» EXCERPTED RECORDS:
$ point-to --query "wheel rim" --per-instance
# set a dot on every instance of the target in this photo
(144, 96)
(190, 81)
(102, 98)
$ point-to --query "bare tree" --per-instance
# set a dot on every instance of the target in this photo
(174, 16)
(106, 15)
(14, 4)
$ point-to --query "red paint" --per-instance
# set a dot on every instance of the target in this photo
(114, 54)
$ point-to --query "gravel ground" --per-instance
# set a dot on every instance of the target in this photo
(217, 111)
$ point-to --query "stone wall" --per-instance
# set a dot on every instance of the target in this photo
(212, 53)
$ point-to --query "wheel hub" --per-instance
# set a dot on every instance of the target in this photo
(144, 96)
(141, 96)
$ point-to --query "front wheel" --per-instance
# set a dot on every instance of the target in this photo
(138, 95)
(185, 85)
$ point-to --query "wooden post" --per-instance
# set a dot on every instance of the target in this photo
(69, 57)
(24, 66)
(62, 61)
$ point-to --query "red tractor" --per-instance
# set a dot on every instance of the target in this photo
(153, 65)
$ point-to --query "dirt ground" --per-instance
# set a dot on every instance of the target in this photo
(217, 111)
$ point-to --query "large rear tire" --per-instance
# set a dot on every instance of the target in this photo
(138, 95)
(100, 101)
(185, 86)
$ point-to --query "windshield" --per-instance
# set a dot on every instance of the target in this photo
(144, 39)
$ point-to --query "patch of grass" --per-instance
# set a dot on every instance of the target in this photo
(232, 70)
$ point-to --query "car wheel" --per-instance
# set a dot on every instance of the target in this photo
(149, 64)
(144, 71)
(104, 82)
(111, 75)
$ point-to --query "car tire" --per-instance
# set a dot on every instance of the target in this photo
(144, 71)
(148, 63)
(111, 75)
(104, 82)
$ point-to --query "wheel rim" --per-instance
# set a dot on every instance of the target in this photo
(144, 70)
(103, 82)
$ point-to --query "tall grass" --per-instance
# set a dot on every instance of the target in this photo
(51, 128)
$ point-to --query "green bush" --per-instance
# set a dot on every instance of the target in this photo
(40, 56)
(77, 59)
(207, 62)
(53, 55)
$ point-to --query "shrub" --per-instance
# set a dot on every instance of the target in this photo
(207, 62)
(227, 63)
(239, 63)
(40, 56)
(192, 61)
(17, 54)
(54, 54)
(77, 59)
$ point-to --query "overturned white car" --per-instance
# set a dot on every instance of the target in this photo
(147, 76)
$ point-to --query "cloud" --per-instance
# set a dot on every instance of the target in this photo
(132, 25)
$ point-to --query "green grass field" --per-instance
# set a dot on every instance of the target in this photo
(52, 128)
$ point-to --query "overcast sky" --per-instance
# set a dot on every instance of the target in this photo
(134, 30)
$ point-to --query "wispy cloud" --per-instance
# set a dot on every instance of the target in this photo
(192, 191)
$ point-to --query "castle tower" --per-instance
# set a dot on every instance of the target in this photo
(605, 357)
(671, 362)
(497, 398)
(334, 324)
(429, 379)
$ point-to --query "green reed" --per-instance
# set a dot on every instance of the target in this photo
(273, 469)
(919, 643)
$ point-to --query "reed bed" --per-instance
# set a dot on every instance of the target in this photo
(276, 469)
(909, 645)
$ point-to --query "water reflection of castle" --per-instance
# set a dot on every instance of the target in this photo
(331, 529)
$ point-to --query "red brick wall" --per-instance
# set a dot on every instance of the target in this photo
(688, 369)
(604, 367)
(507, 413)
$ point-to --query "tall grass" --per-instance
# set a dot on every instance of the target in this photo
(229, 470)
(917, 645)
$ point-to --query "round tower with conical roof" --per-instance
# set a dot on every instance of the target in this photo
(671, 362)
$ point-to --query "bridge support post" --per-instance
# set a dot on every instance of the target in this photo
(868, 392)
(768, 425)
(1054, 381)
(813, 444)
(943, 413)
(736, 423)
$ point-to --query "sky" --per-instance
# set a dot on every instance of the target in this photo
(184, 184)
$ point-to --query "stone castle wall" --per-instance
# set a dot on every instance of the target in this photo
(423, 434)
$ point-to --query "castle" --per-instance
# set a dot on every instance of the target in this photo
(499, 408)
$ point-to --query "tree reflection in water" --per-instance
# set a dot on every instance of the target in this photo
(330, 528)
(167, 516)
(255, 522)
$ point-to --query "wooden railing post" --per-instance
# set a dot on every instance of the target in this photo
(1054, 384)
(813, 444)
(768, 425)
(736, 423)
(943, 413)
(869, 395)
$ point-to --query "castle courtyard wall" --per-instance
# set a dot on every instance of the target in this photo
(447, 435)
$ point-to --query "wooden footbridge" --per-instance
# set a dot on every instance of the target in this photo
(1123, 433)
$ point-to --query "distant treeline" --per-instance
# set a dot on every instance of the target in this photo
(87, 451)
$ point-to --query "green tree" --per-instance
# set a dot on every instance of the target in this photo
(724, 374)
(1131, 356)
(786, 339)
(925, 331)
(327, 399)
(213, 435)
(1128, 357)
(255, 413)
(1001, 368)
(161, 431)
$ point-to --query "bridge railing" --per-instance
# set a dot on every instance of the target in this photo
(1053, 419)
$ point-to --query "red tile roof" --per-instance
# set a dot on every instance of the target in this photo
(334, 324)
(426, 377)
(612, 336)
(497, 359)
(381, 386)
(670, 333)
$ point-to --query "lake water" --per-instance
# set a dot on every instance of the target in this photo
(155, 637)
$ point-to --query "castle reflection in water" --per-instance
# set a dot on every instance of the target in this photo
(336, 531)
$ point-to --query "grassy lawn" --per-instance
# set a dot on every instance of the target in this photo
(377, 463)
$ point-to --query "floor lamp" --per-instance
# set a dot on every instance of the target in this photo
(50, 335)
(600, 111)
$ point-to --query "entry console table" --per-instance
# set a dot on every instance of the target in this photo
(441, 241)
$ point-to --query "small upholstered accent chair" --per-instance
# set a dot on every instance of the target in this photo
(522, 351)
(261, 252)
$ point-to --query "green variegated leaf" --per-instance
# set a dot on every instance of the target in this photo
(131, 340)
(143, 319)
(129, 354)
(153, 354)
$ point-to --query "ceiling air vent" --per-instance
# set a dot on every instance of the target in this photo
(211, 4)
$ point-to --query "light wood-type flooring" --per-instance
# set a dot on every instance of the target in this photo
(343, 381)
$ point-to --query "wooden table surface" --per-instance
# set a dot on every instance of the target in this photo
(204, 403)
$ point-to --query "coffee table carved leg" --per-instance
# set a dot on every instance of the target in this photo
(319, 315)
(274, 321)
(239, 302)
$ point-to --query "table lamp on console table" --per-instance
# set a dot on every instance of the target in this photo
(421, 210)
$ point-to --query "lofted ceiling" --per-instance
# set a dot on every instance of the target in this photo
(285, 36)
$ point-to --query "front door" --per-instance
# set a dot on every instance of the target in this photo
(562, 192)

» WHAT IS EXPECTED:
Each line from the one containing "lamp on console" to the final line of the entries above must be returned exactly, and no other line may appear.

» RESULT OF THIS TASK:
$ point-to --query "table lamp on console table" --per-instance
# set a dot on every instance of the target in this photo
(421, 210)
$ point-to --query "lofted ceiling" --per-instance
# set a dot on every instance of the target in this photo
(285, 36)
$ point-to --query "front door" --per-instance
# set a dot on every instance of the target in this photo
(562, 192)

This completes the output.